> **Article**
------------------------------------------------------------------------

Neumayr and the Groper - The American Spectator | USA News and Politics
Neumayr and the Groper
by

A SPECIAL EXCHANGE
Re: George Neumayr’s A Party of Gropers and Reader Mail’s Blind Loyalties:

The Republicans won’t need so big a tent if they abandon their social conservative base. I have a higher calling than merely to support the lesser of two evils. George Neumayr’s pieces over the past several weeks have rung strikingly true. Please thank him for his uncompromising proclamation of the truth and his loud call to uphold traditional moral standards.

The conservative Christian community will lose if it sells its soul in compromise. Winning isn’t as important as solidly standing for what is right. We will see next fall in New York whether the Republicans want us, or not.
Rebecca Kendall
Huntington, IN

I too am disappointed that the Republican party embraced Arnold rather than Tom McClintock, and in part it is because of Arnold’s reputation. However, for Mr. Neumayr to suggest that Arnold’s womanizing is the same as Bill Clinton’s womanizing, is preposterous.

For years Arnold was a competitive body builder, then for many more years a movie star. He was at the top of his profession in both. I know there were many women (groupies) who followed Arnold and others in both professions. I suggest that the atmosphere was very similar to that of being a rock star – it’s the nature of those two professions.

That’s the point that Mr. Neumayr misses: the atmosphere usually dictates how one behaves, and it usually determines what is not acceptable. Arnold may be a womanizer, and he may have been crass at times, but no women have come forward to suggest that he forced them to do anything against their will or that he cause them any harm or concern whatsoever.

To contrast, Bill Clinton womanized as Attorney General and Governor of Arkansas, and then as President of the United States. Clinton was always in a superior position to the woman he sought thereby creating hostile environments. I suggest that the atmosphere in the Attorney General, Governor, or President’s office is substantially different than a body builder or movie star’s places of work. Further, we all know who Clinton’s accusers were and what they claim he did.

There are big differences in the modus operandi between Arnold and Clinton. I’m sorry that Mr. Neumayr cannot or is unwilling to make that distinction. Arnold is not my kind of Republican, but Clinton is not my kind of human.
D. Tomaselli

Well, Arnold has won in California and George Neumayr is not happy.

Mr. Neumayr laments that the “Infiltrator” in the California governor’s mansion means the destruction of the California Republican Party. Why? Let’s look at Mr. Neumayr’s arguments.

Is Arnold really a “de facto Democrat and a Hollywood liberal?” Arnold has vowed to repeal the tripling of the car tax (McClintock’s signature issue) and the egregious illegal alien driver’s license law. He agrees that the state’s budget problems should be solved by cutting spending, not by raising taxes (except on Indian casinos that currently aren’t taxed). He supports meaningful worker’s compensation reform. And though he was a bit evasive during the debate, he has supported Proposition 187, which sought to deny a variety of state-sponsored benefits to illegal aliens. That doesn’t sound like Barbra Streisand to me.

------------------------------------------------------------------------

> **Entries provided**
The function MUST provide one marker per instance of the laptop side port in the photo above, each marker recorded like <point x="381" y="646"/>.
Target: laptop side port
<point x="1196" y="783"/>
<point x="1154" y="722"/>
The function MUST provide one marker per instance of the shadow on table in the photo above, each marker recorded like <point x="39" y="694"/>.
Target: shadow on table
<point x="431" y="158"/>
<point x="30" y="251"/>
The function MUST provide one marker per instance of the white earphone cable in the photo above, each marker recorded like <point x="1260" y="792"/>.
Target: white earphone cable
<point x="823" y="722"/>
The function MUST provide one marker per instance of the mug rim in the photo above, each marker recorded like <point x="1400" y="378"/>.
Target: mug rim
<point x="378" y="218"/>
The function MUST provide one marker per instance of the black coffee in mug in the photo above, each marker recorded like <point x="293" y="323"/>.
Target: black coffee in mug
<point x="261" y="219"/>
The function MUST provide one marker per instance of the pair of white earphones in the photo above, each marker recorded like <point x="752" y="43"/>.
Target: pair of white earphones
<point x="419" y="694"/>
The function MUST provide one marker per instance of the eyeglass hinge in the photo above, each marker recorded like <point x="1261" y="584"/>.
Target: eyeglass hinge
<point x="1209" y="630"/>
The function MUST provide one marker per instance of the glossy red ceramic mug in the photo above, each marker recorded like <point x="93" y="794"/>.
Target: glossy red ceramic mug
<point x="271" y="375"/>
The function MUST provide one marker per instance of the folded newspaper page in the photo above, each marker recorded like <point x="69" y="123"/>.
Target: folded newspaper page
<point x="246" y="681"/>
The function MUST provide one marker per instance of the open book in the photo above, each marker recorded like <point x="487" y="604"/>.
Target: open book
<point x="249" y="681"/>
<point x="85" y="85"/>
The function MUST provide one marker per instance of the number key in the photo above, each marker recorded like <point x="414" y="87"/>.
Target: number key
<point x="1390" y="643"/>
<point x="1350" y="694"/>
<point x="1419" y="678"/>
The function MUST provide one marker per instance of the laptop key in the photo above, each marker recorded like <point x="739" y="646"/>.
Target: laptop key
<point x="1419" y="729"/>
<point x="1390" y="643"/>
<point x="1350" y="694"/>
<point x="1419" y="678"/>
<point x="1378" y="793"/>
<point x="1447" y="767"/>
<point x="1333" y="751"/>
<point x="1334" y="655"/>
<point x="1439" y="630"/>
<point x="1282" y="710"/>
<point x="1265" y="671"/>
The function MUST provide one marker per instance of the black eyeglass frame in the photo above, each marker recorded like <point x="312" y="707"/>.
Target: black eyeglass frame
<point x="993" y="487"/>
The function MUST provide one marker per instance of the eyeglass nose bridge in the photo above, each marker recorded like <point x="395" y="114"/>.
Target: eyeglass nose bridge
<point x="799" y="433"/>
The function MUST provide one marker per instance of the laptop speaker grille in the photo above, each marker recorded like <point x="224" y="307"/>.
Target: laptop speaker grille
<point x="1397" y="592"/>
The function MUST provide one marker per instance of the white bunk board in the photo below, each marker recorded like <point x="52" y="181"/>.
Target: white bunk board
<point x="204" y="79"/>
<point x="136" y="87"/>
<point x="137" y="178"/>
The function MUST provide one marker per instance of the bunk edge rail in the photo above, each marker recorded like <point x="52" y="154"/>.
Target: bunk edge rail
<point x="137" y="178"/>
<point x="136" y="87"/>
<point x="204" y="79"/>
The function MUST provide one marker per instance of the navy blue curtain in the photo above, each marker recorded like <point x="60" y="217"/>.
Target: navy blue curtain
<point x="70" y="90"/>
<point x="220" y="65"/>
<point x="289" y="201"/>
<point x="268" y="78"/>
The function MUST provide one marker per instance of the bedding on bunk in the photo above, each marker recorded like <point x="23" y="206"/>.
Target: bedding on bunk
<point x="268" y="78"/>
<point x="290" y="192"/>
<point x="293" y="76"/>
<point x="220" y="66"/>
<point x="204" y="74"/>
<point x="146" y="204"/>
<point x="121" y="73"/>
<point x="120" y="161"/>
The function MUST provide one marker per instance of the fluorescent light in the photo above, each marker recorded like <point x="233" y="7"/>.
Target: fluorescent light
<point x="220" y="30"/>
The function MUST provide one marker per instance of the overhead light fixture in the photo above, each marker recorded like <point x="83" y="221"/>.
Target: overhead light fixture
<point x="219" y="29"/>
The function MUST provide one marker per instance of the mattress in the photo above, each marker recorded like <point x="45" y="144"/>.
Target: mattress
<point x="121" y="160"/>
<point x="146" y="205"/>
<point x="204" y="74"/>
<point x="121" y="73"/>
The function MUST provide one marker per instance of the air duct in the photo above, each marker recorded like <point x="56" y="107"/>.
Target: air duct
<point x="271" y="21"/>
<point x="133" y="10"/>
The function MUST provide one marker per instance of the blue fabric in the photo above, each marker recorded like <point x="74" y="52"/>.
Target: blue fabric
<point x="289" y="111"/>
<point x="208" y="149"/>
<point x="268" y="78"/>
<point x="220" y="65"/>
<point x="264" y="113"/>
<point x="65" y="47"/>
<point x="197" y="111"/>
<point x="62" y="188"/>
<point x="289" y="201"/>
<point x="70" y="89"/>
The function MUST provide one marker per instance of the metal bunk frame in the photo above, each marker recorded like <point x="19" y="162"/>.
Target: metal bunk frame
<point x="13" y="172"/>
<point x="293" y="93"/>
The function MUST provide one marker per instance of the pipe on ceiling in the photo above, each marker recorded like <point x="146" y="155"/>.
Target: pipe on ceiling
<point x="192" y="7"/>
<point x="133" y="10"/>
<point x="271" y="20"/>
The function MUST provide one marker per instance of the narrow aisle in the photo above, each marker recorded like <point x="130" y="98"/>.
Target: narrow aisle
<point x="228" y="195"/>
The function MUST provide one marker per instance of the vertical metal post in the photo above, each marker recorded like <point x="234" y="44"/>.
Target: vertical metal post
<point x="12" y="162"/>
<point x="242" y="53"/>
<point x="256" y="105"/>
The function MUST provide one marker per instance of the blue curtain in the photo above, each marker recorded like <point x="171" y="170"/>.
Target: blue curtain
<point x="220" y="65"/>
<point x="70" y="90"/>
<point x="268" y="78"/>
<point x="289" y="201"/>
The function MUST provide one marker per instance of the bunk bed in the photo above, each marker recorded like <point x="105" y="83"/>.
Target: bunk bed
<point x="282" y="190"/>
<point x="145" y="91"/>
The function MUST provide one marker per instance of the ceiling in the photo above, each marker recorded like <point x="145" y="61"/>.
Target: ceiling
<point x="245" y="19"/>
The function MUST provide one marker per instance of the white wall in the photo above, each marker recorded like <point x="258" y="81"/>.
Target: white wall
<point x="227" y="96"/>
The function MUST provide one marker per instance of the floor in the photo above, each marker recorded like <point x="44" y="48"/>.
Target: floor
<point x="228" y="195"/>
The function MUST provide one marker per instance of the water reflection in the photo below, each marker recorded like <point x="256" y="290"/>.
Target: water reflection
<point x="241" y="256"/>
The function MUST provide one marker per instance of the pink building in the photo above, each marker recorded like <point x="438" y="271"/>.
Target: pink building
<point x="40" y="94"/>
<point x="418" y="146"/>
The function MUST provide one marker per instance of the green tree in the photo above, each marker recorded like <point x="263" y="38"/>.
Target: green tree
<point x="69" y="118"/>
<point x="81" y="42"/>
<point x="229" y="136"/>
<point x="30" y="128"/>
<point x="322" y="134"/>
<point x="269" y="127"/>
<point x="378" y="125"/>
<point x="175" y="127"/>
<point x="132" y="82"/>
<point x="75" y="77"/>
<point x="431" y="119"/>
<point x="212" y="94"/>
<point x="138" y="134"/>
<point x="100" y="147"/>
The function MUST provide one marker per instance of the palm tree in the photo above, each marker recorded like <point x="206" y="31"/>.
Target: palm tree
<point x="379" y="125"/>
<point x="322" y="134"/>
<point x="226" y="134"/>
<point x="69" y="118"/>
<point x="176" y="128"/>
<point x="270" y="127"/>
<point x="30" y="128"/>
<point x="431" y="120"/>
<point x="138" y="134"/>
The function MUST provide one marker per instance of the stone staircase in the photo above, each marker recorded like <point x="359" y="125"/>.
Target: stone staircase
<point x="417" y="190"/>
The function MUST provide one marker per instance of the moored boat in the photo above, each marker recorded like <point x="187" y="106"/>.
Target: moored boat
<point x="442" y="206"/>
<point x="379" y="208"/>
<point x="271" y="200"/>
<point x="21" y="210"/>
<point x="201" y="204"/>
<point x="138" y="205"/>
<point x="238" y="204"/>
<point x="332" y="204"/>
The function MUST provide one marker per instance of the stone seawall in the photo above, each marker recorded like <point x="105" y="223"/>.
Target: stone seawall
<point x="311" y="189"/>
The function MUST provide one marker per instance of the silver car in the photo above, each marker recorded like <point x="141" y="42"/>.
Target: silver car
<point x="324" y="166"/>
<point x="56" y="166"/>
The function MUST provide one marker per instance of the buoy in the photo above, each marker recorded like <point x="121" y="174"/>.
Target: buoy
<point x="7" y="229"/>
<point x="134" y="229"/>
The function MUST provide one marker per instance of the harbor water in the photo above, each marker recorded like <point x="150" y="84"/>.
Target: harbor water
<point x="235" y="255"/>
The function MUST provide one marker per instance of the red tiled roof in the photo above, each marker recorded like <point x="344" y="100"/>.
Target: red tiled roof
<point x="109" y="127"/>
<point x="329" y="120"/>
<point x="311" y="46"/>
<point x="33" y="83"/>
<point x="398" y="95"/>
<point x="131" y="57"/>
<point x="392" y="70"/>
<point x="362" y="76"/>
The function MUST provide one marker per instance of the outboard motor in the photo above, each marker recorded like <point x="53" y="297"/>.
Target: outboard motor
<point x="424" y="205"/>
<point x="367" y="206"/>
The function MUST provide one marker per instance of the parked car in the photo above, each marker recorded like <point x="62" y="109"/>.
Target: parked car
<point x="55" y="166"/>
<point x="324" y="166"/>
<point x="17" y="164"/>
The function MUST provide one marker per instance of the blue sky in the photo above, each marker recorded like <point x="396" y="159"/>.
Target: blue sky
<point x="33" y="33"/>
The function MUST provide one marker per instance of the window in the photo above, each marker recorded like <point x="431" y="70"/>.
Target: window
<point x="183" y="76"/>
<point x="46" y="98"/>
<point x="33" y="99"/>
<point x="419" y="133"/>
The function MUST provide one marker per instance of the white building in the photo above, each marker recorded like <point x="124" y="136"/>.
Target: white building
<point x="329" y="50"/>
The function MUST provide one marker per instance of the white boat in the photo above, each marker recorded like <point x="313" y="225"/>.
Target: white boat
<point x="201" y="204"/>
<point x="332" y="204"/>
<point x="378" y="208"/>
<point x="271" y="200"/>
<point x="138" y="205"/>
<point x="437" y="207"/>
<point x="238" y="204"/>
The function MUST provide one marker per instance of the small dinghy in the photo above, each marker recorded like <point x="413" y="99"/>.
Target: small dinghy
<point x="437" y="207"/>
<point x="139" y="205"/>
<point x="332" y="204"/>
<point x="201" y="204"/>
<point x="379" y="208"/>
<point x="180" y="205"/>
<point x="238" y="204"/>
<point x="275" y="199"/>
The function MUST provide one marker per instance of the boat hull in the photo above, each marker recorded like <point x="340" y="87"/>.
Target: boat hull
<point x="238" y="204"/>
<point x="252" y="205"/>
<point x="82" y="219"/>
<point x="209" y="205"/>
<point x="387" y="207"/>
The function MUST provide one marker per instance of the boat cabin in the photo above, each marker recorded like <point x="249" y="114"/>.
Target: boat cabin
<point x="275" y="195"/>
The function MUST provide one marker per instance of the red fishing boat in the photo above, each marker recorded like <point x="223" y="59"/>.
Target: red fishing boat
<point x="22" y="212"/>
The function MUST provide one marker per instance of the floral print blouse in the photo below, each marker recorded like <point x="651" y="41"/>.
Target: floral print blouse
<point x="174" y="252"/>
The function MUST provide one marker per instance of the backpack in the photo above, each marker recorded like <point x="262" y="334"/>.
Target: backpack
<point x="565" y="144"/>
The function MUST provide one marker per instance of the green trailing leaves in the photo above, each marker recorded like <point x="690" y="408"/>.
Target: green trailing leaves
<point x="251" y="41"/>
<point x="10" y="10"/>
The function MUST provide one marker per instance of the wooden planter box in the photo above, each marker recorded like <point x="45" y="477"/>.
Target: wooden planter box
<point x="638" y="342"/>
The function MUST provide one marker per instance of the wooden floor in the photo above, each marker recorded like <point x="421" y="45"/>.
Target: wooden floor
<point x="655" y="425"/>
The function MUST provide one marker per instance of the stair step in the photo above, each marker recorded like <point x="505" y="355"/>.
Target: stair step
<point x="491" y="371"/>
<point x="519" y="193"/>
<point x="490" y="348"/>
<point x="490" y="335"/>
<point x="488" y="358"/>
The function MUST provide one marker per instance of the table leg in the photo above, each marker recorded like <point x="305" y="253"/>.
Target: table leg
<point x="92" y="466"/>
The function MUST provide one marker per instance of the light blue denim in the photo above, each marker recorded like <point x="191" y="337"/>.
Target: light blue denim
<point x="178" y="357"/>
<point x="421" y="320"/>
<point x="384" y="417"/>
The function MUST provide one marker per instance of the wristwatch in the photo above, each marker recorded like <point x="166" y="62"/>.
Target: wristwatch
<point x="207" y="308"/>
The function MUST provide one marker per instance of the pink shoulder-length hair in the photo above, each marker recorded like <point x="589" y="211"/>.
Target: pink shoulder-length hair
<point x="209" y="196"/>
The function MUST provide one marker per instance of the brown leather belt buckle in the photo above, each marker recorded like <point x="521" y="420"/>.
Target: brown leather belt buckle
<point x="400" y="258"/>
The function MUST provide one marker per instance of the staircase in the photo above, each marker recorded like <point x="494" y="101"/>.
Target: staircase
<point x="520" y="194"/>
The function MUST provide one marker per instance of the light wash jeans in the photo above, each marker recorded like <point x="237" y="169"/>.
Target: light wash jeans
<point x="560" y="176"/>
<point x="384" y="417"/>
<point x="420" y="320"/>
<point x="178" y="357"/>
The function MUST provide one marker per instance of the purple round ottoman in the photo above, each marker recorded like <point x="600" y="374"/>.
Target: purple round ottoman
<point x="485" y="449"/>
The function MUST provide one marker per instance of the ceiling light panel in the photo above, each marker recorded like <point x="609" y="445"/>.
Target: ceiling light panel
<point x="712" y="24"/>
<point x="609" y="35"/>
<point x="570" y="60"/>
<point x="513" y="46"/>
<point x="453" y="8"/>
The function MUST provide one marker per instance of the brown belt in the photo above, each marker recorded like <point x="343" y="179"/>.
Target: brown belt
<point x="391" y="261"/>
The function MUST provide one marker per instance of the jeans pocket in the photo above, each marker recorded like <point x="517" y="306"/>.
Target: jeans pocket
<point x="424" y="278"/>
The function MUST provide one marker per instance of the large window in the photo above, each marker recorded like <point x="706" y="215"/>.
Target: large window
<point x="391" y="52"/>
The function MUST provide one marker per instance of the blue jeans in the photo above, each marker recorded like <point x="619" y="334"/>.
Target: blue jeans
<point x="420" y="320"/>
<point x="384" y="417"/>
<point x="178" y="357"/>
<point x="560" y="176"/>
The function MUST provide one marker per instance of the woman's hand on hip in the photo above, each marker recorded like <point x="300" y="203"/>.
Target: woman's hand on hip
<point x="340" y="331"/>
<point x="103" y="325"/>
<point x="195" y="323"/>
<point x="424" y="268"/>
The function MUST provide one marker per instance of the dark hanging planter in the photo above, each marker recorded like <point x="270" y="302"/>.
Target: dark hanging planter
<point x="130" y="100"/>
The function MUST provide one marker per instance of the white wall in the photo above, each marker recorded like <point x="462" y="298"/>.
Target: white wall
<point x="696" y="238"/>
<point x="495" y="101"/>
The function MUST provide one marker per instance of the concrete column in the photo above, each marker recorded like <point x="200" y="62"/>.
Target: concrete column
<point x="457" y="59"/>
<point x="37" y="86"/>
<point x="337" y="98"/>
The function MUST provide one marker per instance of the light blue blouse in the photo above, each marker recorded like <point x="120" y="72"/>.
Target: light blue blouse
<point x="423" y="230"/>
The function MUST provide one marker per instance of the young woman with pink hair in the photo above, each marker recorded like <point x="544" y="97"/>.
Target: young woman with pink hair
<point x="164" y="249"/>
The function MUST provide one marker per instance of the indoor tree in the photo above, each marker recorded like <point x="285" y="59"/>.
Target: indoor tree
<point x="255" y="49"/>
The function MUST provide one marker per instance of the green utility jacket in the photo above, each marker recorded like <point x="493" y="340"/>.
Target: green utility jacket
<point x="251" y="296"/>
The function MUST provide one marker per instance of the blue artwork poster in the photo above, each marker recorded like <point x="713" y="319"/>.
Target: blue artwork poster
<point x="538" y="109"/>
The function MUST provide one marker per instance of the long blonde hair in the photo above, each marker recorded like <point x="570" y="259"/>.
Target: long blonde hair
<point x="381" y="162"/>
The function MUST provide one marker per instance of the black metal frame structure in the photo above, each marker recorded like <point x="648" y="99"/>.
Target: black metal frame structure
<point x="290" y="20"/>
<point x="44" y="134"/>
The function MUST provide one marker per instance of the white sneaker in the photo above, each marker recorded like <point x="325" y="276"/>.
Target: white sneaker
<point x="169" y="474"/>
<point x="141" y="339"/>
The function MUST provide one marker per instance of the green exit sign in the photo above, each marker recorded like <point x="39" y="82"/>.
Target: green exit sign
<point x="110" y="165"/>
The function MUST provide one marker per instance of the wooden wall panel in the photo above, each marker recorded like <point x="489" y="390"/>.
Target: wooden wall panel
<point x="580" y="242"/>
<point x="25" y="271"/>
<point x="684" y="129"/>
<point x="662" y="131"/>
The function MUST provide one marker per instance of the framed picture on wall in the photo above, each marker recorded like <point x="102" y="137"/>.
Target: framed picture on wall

------------------------------------------------------------------------

> **Tasks to perform**
1. In the reader letters about George Neumayr, rewrite the passage that starts at the words "That’s the point" and stops after "or concern whatsoever.", changing "atmosphere" to "setting".
2. Copy the entries word for word, starting at the line containing "the green exit" and stopping after the last line of the entries.

> **Outputs in order**
1.
That’s the point that Mr. Neumayr misses: the setting usually dictates how one behaves, and it usually determines what is not acceptable. Arnold may be a womanizer, and he may have been crass at times, but no women have come forward to suggest that he forced them to do anything against their will or that he cause them any harm or concern whatsoever.

2.
The function MUST provide one marker per instance of the green exit sign in the photo above, each marker recorded like <point x="39" y="82"/>.
Target: green exit sign
<point x="110" y="165"/>
The function MUST provide one marker per instance of the wooden wall panel in the photo above, each marker recorded like <point x="489" y="390"/>.
Target: wooden wall panel
<point x="580" y="242"/>
<point x="25" y="271"/>
<point x="684" y="129"/>
<point x="662" y="131"/>
The function MUST provide one marker per instance of the framed picture on wall in the photo above, each marker recorded like <point x="102" y="137"/>.
Target: framed picture on wall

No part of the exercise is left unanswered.